[Start Dataset records]

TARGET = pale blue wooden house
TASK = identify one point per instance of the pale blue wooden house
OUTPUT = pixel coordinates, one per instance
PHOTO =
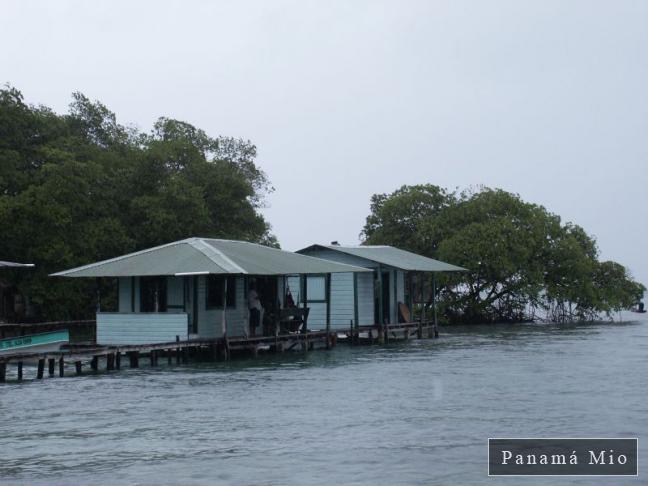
(198, 288)
(369, 298)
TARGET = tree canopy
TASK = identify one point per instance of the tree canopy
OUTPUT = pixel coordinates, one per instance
(79, 187)
(522, 261)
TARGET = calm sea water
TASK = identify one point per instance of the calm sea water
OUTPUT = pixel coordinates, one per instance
(410, 413)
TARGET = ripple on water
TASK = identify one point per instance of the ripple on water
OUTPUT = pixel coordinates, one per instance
(409, 413)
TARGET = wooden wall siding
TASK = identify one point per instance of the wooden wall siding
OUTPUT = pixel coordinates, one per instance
(124, 294)
(140, 328)
(209, 320)
(342, 305)
(365, 299)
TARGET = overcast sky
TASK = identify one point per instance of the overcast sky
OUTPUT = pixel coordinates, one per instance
(350, 98)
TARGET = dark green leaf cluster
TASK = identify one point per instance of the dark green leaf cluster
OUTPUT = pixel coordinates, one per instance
(522, 262)
(79, 187)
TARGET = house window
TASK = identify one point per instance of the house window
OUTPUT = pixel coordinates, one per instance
(316, 288)
(153, 293)
(215, 289)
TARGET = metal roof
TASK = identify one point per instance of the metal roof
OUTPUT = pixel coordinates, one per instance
(394, 257)
(204, 255)
(13, 264)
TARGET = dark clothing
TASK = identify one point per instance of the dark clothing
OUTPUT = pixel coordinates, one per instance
(255, 318)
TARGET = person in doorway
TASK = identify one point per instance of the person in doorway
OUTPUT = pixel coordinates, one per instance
(254, 305)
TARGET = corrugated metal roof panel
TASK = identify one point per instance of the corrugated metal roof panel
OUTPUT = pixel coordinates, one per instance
(394, 257)
(203, 255)
(15, 265)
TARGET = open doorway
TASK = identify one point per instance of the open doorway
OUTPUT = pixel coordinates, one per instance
(267, 290)
(384, 297)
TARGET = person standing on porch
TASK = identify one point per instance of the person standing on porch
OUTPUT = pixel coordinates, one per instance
(254, 305)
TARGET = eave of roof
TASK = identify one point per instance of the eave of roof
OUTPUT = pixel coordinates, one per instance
(208, 256)
(391, 256)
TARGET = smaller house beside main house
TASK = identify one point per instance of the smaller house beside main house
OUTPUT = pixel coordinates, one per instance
(379, 297)
(208, 288)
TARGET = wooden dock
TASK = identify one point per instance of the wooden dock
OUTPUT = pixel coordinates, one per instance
(110, 358)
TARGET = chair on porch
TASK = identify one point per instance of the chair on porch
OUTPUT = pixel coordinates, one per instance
(292, 319)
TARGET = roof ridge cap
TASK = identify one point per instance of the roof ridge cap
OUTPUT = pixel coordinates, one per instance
(213, 249)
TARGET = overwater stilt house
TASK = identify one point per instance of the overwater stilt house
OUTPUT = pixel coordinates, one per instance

[End Dataset records]

> _What the task requires_:
Reproduce only the lines running from the one with "TARGET = open doorway" through the final line of the listing above, both ends included.

> _Complete answer_:
TARGET = open doorway
TASK = identify one point per instance of the open doorway
OUTPUT = pixel coordinates, one per instance
(267, 290)
(384, 297)
TARGET = person standing on porch
TASK = identify one point per instance of the person standing on porch
OUTPUT = pixel coordinates, one per instance
(254, 305)
TARGET = eave of roof
TASK = identify one point per instance of the eave of roof
OUTPUT = pixel coordinates, one per instance
(208, 256)
(391, 256)
TARGET = smaller house beside main house
TASK = identify one point per instance of the smaller house beside main house
OUTPUT = pixel coordinates, one per instance
(379, 297)
(208, 288)
TARGET = wooden dock
TASK = identify one point per instance of the wooden dock
OUTPUT = pixel coordinates, one per instance
(110, 358)
TARGET = chair on porch
TASK = identify one point per instance of the chair on porch
OUTPUT = pixel coordinates, one per instance
(292, 319)
TARGET = roof ridge cap
TASK = identify one point per instance of the roof ridge cap
OUTPUT = pixel coordinates, one per instance
(213, 249)
TARGET = overwater stilt house
TASK = identify one point per instance of the overwater stilt house
OUTPUT = pixel coordinates, one per instance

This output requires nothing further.